(Location identification items)
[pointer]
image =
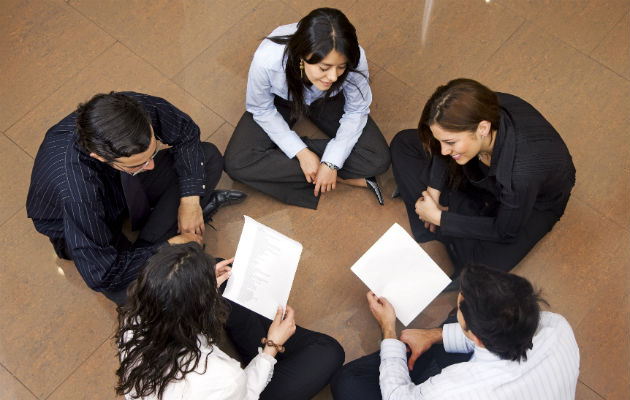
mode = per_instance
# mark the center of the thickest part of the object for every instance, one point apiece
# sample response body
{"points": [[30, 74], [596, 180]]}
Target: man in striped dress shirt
{"points": [[500, 347], [108, 161]]}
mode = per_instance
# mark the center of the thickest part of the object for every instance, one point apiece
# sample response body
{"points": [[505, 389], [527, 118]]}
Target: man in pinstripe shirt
{"points": [[501, 346], [104, 163]]}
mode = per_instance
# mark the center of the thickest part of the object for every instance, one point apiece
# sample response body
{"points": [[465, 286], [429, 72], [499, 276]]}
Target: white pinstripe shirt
{"points": [[550, 372]]}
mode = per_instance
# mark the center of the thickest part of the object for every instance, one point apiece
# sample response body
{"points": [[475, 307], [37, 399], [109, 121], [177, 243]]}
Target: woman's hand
{"points": [[384, 313], [419, 341], [309, 162], [281, 330], [429, 210], [326, 179], [223, 271]]}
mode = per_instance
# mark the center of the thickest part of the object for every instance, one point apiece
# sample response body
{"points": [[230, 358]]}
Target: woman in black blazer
{"points": [[484, 173]]}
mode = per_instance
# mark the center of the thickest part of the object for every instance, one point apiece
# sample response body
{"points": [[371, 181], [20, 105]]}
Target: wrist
{"points": [[330, 165], [389, 332], [189, 200], [270, 347], [435, 335]]}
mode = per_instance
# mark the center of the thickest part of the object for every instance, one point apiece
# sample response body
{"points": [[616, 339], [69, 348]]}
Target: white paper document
{"points": [[263, 269], [397, 268]]}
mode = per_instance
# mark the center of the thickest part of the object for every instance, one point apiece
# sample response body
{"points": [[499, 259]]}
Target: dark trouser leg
{"points": [[370, 155], [309, 361], [252, 158], [359, 379], [410, 164], [162, 189], [502, 256]]}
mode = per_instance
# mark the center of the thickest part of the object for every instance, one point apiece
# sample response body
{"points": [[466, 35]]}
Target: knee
{"points": [[211, 154], [402, 140], [345, 384], [330, 351]]}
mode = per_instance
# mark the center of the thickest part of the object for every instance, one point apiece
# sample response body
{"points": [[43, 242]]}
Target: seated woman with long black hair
{"points": [[169, 328], [312, 69], [484, 173]]}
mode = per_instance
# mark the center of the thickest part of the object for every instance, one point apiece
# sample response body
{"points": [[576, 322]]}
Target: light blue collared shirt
{"points": [[267, 79], [550, 372]]}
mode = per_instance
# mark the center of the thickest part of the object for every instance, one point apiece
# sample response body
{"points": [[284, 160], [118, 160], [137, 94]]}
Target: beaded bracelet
{"points": [[269, 342]]}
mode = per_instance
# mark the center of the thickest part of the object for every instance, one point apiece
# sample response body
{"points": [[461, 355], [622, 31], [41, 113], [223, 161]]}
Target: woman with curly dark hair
{"points": [[485, 173], [314, 69], [168, 333]]}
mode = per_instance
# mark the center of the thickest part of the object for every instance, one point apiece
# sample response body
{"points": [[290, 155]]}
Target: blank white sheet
{"points": [[397, 268]]}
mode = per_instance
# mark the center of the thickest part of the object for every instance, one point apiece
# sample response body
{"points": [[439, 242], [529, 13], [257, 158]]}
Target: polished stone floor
{"points": [[569, 58]]}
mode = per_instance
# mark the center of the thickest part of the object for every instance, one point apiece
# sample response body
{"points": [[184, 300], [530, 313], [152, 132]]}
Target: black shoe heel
{"points": [[373, 186]]}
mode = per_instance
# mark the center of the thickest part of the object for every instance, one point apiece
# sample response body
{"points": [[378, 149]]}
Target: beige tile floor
{"points": [[567, 57]]}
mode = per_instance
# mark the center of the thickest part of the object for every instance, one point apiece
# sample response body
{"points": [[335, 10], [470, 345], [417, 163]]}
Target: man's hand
{"points": [[309, 162], [190, 216], [222, 271], [419, 341], [384, 313], [185, 238], [326, 179]]}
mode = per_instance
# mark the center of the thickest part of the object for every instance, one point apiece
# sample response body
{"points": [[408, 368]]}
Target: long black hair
{"points": [[458, 106], [173, 302], [320, 32]]}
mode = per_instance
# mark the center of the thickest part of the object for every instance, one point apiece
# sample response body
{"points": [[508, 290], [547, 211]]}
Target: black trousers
{"points": [[410, 164], [359, 379], [251, 156], [306, 366], [160, 186]]}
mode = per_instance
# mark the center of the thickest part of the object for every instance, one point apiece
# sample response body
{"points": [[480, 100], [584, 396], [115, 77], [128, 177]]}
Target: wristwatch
{"points": [[330, 165]]}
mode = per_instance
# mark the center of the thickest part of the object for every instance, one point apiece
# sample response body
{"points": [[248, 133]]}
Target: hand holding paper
{"points": [[263, 269], [397, 268]]}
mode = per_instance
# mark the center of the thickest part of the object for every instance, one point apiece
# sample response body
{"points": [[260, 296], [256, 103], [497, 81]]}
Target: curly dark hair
{"points": [[172, 305], [320, 32], [501, 309]]}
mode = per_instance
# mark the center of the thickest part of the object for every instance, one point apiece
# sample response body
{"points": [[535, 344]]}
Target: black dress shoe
{"points": [[220, 198], [373, 186]]}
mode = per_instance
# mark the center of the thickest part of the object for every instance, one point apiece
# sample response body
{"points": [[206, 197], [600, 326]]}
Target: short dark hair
{"points": [[113, 125], [501, 309], [173, 301], [320, 32]]}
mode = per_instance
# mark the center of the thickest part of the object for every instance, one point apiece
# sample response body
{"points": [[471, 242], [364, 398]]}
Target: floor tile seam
{"points": [[591, 389], [613, 26], [17, 145], [216, 40], [569, 45], [55, 90], [502, 45], [218, 128], [79, 365], [596, 210], [122, 43], [18, 379], [2, 223], [102, 28]]}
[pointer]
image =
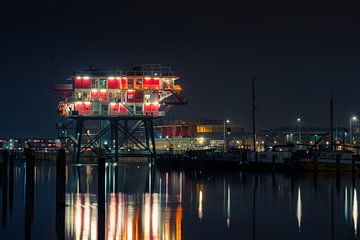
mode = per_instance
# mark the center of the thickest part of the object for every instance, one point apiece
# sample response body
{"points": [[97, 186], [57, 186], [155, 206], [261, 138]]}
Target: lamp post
{"points": [[351, 120], [299, 122], [225, 122]]}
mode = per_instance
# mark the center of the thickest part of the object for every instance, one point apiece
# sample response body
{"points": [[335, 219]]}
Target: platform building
{"points": [[120, 102]]}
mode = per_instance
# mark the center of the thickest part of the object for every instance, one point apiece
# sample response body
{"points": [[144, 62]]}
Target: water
{"points": [[143, 203]]}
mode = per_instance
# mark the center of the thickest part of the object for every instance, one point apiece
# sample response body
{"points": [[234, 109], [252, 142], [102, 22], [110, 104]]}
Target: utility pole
{"points": [[331, 118], [253, 114]]}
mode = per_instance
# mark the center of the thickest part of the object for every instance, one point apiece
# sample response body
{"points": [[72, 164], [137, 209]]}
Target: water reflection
{"points": [[144, 203], [355, 211], [298, 209], [133, 214]]}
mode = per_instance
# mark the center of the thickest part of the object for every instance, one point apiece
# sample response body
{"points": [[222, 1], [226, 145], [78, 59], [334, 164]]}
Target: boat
{"points": [[327, 161]]}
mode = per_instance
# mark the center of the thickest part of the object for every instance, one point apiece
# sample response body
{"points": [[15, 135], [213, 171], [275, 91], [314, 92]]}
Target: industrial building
{"points": [[114, 109]]}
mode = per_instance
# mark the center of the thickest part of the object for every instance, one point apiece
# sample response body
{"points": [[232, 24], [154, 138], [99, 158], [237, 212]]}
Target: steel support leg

# [What to work on]
Reproduce the material in its entirety and word for word, without the pictures.

# [Expected answer]
[pointer]
image =
mode = per_instance
# mark the center of the thickest part of the object for every instance, one point apiece
# sample response body
{"points": [[30, 74], [596, 180]]}
Target: man in striped dress shirt
{"points": [[500, 347], [108, 161]]}
mode = per_instance
# mark the center of the thickest part of the object for every instance, one point apiece
# sample response body
{"points": [[505, 389], [527, 118]]}
Target: man in pinstripe shirt
{"points": [[501, 346], [104, 163]]}
mode = per_instance
# mark the center of the thickest part of the object for every instance, one point apiece
# sample response body
{"points": [[465, 286], [429, 72], [499, 276]]}
Target: white pinstripe shirt
{"points": [[550, 372]]}
mode = per_instance
# mark the center of the thickest part of the object for every instance, one point apiece
# sample response body
{"points": [[475, 307], [37, 399], [109, 121], [177, 243]]}
Target: woman's hand
{"points": [[384, 313], [419, 341], [309, 162], [281, 330], [429, 210], [326, 179], [223, 271]]}
mode = per_instance
# mark the center of the thickest part of the object for every instance, one point apiece
# sample response body
{"points": [[230, 358]]}
Target: woman in black blazer
{"points": [[484, 173]]}
mode = per_instance
# mark the center of the thickest part of the object for every instance, one point apiece
# sample response body
{"points": [[371, 181], [20, 105]]}
Target: wrist
{"points": [[330, 165], [389, 332], [189, 200], [270, 347], [435, 335]]}
mode = per_instance
# mark the center of the thickest part of the object for every instance, one point apiece
# sample response body
{"points": [[616, 339], [69, 348]]}
Target: white paper document
{"points": [[263, 269], [397, 268]]}
mode = per_instance
# mark the center of the thickest part of the object for every instance, one point apiece
# sample response body
{"points": [[499, 259]]}
Target: dark trouser leg
{"points": [[370, 155], [309, 361], [252, 158], [359, 379], [410, 164], [162, 189], [502, 256]]}
mode = per_instance
# mark the center of the thickest part of the object for every instance, one point apiece
# sample response body
{"points": [[466, 35]]}
Target: knee
{"points": [[211, 154], [402, 140], [345, 384], [330, 351]]}
mode = per_instance
# mark the center of the thickest part of the object for every instance, one point apiece
# sample response body
{"points": [[43, 242]]}
Target: seated woman with long black hair
{"points": [[169, 328], [312, 69], [484, 173]]}
mode = per_instance
# mark the center of the thickest part of the object for every instance, one point apiece
# sample response body
{"points": [[576, 322]]}
Target: light blue collared shirt
{"points": [[267, 79], [550, 372]]}
mode = per_instance
# mark the center of the thickest part of the object for every instance, one point apiece
# sample response body
{"points": [[284, 160], [118, 160], [137, 94]]}
Target: beaded bracelet
{"points": [[269, 342]]}
mode = per_instance
# mark the center of the thickest part of the object for every instance, one point apiece
# sample response body
{"points": [[461, 355], [622, 31], [41, 113], [223, 161]]}
Target: woman with curly dark hair
{"points": [[485, 173], [314, 69], [168, 333]]}
mode = per_instance
# mark the center of the thickest part of the object for every instance, one point apiece
# sample response body
{"points": [[290, 155]]}
Target: blank white sheet
{"points": [[397, 268]]}
mode = per_instance
# mark the center of the thickest part of the object for every instance, one point apiece
# sample response body
{"points": [[439, 242], [529, 13], [257, 158]]}
Target: polished stone floor
{"points": [[569, 58]]}
mode = per_instance
# mark the center of the thickest part of the object for every instance, one point apiece
# sample response body
{"points": [[184, 300], [530, 313], [152, 132]]}
Target: black shoe heel
{"points": [[373, 186]]}
mode = per_instance
# mark the center of the thickest part of the object for every instance, one point apiece
# sample response body
{"points": [[378, 149]]}
Target: beige tile floor
{"points": [[567, 57]]}
mode = per_instance
# mark the center of the thickest part of the object for every instance, one point apiece
# sample response body
{"points": [[335, 10], [470, 345], [417, 163]]}
Target: man's hand
{"points": [[309, 162], [190, 216], [222, 271], [419, 341], [384, 313], [185, 238], [326, 179]]}
mode = per_instance
# mark the center of the thickest part of the object for every instance, one point apiece
# sample response body
{"points": [[408, 368]]}
Target: long black hair
{"points": [[458, 106], [173, 302], [320, 32]]}
mode = per_instance
# mark the center of the thickest part of the object for every instance, one point apiece
# sample response body
{"points": [[508, 290], [547, 211]]}
Target: black trousers
{"points": [[410, 164], [359, 379], [251, 156], [306, 366], [160, 186]]}
mode = per_instance
# mark the center of the thickest part of the object for every instance, one point apiece
# sample response body
{"points": [[480, 100], [584, 396], [115, 77], [128, 177]]}
Target: wristwatch
{"points": [[330, 165]]}
mode = per_instance
# mark the center of the thickest part of the object for every instance, one point apiece
# sample response body
{"points": [[248, 133]]}
Target: hand holding paper
{"points": [[263, 269], [397, 268]]}
mode = per_instance
# mark the center of the thickest part of the object for every instance, one point apiece
# sample response body
{"points": [[260, 296], [256, 103], [497, 81]]}
Target: curly dark hair
{"points": [[172, 305], [320, 32], [501, 309]]}
mode = per_instance
# mark the center of the thickest part of the object for every instance, one point apiece
# sample response body
{"points": [[535, 344]]}
Target: black dress shoe
{"points": [[220, 198], [373, 186]]}
mode = per_instance
# mark the center of the thickest part of the object for every instance, one point apiece
# sample response body
{"points": [[206, 197], [600, 326]]}
Target: short dark hair
{"points": [[113, 125], [501, 309], [173, 301], [320, 32]]}
mode = per_instance
# mark the center of the thickest part of the object for every instance, one point apiece
# sample response body
{"points": [[471, 242], [364, 398]]}
Target: floor tile seam
{"points": [[591, 389], [613, 26], [17, 145], [216, 40], [569, 45], [55, 90], [502, 45], [218, 128], [79, 365], [596, 210], [122, 43], [18, 379], [2, 223], [102, 28]]}
[pointer]
image =
mode = per_instance
# mark the center of the thickest part of the object for every instance, one point apiece
# sample response body
{"points": [[97, 186], [57, 186], [155, 206], [261, 138]]}
Target: lamp post
{"points": [[351, 120], [299, 122], [225, 122]]}
mode = per_instance
# mark the center of the thickest part of the object for every instance, one point apiece
# sample response body
{"points": [[335, 219]]}
Target: platform building
{"points": [[120, 102]]}
mode = per_instance
# mark the center of the thickest part of the object for every instance, one point apiece
# sample response body
{"points": [[144, 62]]}
Target: water
{"points": [[143, 203]]}
mode = per_instance
# mark the center of the thickest part of the object for every instance, one point apiece
# sample response body
{"points": [[234, 109], [252, 142], [102, 22], [110, 104]]}
Target: utility pole
{"points": [[331, 118], [253, 114]]}
mode = per_instance
# mark the center of the thickest part of the object for every instance, one point apiece
# sample response body
{"points": [[72, 164], [137, 209]]}
Target: water reflection
{"points": [[144, 203], [355, 211], [298, 209], [133, 214]]}
mode = per_instance
# mark the center of the thickest part of the object for every instance, one point apiece
# sample response body
{"points": [[222, 1], [226, 145], [78, 59], [334, 164]]}
Target: boat
{"points": [[327, 161]]}
mode = per_instance
# mark the center of the thickest part of the object for every instance, one point apiece
# sample response body
{"points": [[15, 135], [213, 171], [275, 91], [314, 92]]}
Target: industrial building
{"points": [[114, 109]]}
mode = per_instance
# mark the center of the thickest part of the object for every instance, one point apiece
# sample response body
{"points": [[232, 24], [154, 138], [99, 158], [237, 212]]}
Target: steel support leg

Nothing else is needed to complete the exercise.